*Vorliegender Text:*
========================================================================

Gottesdienst am 21. Sonntag nach Trinitatis, 24. Oktober 2010, Rhodos

 

Lieder:

 

Mein erst Gefühl sei Preis und  Dank...451, 1 - 5

Jesu, hilf siegen, du Fürste des Lebens...373, 1+3

Jesus ist kommen, Grund ewiger Freude...66, 1. 3. 5

Sprich Ja zu seinen Taten...446, 8+9

 

Psalm 91 (Nr. 736)

 

Lesung: Johannes 15, 9 - 12

 

Gebet: EG   389, 1+2/ 3-5

 

 

Predigt über Epheser  6,  10-18

 

Paulus hat das Bild eines römischen Soldaten, eines Legionärs vor Augen, wenn er schreibt:

 

Zuletzt: Seid stark in dem Herrn und in  der Macht seiner Stärke.

Zieht an die Waffenrüstung Gottes, damit ihr bestehen könnt gegen die listigen Anschläge des Teufels.

Denn wir haben nicht mit Fleisch und  Blut zu kämpfen, sondern mit Mächtigen und Gewaltigen, nämlich mit den Herren der Welt, die in dieser Finsternis herrschen, mit den bösen Geistern unter dem Himmel.

Deshalb ergreift die Waffenrüstung Gottes, damit ihr an dem bösen Tag Widerstand leisten  

und das Feld behalten könnt.

So steht nun fest, umgürtet an euren Lenden mit Wahrheit und angetan mit dem Panzer der Gerechtigkeit,

und an den Beinen gestiefelt, bereit, einzutreten für das Evangelium des Friedens.

========================================================================

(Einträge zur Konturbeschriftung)
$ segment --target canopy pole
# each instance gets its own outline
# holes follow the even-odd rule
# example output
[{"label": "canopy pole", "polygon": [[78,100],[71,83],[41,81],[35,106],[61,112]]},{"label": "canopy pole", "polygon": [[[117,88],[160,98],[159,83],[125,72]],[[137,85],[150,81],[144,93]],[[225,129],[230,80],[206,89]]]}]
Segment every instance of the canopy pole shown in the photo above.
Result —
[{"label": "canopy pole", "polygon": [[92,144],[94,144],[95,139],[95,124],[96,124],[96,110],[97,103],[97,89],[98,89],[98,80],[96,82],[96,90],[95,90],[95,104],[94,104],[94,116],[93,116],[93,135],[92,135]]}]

========================================================================

*Zu bearbeitende Aufgaben:*
[A] Zeige unverändert jede Zeile aus dem Material zur Konturbeschriftung, in der die Zeichenfolge „instance“ vorkommt. Achte dabei auf Groß- und Kleinschreibung.
[B] Schreibe die Predigt über Epheser 6 im Anschluss an ihren letzten Satz weiter.

*Lösungen:*
[A]
# each instance gets its own outline
Segment every instance of the canopy pole shown in the photo above.

[B]
Vor allen Dingen aber ergreift den Schild des Glaubens, mit dem ihr auslöschen könnt alle feurigen Pfeile des Bösen,

und nehmt den Helm des Heils und das Schwert des Geistes, welches ist das Wort Gottes.

Betet allezeit mit Bitten und Flehen im  Geist und wacht dazu mit aller Beharrlichkeit  

 

 

Liebe   Gemeinde!

 

„Im Felde, da ist der Mann noch was wert,

da wird ihm das Herz noch gewogen“ -

 

so dichtet Friedrich Schiller in seinem Schauspiel „Wallensteins Lager“. Und  wenig später, in den preussischen Freiheitskriegen, Ernst Moritz Arndt:

 

Der Gott, der Eisen wachsen liess

der wollte keine Knechte,

drum gab er Säbel, Schwert und  Spiess

 

2

 

dem Mann in seine Rechte.

 

Der Mann: Der Kämpfer, waffentragend, furchtlos und  kühn. Ein völlig  überholtes Männerbild aus vergangenen Jahrhunderten?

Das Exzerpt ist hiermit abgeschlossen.